**Reading text:**

******************************

Parker Palmer talks about the clarity of winter (Let Your Life Speak).  The bareness of the trees allows us to see them standing singly, grounded in the earth, each one distinct from the other.  There is a starkness there.  We miss the green leaves, the beauty of the leaves and flowers.  The grass is brown and bare.  Palmer reminds us that winter is a season of rest and renewal, a time when nature dials it down to renew itself.  Another analogy is the cycle of the moon.  We have just experienced the beauty and grandeur of the full moon and now its descent to darkness begins.  When the moon is not visible, it allows the stars to appear that much brighter. There is a beautiful folk tale that speaks of the moon growing big and then growing tired and needing to get smaller to rest in order to grow bright once more.

The stark clarity of the winters of our lives is both beautiful and terrifying.  When we have lost a person we have loved, their absence is deeply and painfully felt. At first, the very memories of the person are filled with the pain of loss and grief.  Yet there is a way, in time, that the memories come to be a blessing, a reminder that those we love live on in our hearts and minds.

******************************

**Provided entries:**
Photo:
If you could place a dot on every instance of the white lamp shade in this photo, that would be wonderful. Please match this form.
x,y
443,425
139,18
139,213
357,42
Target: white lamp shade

******************************

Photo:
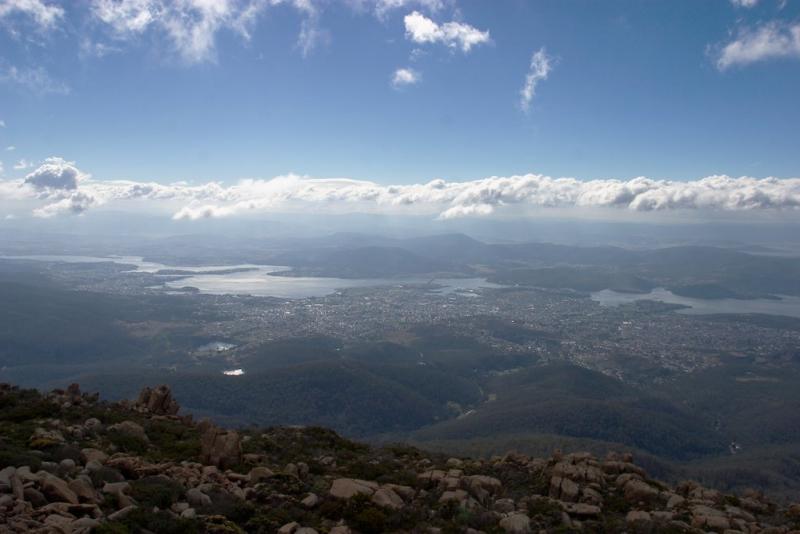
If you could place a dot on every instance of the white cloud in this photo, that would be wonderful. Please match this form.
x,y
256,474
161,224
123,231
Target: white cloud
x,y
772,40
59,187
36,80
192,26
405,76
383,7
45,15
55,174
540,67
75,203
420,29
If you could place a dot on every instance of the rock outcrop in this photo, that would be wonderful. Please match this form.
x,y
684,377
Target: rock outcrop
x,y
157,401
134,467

******************************

**Your tasks:**
**1)** Extract every line of the listing that contains the string "lamp". Case matters.
**2)** Write the next part of the passage on winter and grief, starting after its final sentence.

**Responses for each task:**
**1)**
If you could place a dot on every instance of the white lamp shade in this photo, that would be wonderful. Please match this form.
Target: white lamp shade

**2)**
In those times of loss that are about the loss of dreams, the loss of jobs, the consequences of choices made it can be hard to face the truth.  In those moments truth can become abundantly clear.  Parker Palmer in his discussion of winter talks about the advice to “get out into it.”  Here in the south, severe winter weather is so rare that the only thing to do is to stay inside, enjoy heat, a warm beverage and the fact that you have no other option but to stop.  Here winter weather is an invitation to rest.  Yet in other parts of the world where snow and cold temperatures are commonplace  -  people learn to get out into it!  They have the clothing, they know how to stay warm and they embrace going out into the weather.  Like Elmer, they learn to thrive in the winter!  My family during the big snow storm here,  got out the next day, shoveling and having a really fun snowball fight.  We got out into it! Palmer invites us to do the same with the winters in our lives.  Can we embrace the loss, our fears, our failures? Can we instead of running from them, dive deep into and through them? Like Elmer can we embrace our specialness even when it is not  understood, even by those closest to us?

Another way to say it comes from the poem “Sweet Darkness” by David Whyte:
When your eyes are tired
the world is tired also.
When your vision has gone
no part of the world can find you.
Time to go into the dark
where the night has eyes
to recognize its own.
There you can be sure
you are not beyond love.

Whyte invites us not to fight the darkness but to embrace it, to enter it, to allow it to heal us.  Winter can have a similar affect. Can we embrace the cold, stark beauty of the season?  Can we dive into it? Embrace it!  It may not be the warm, amazing feeling of a warm summer night, yet it has its own beauty and its own lessons to teach.  Elmer and his father in our story embrace winter in the forest! They do what no other duck had done – survived winter in the forest!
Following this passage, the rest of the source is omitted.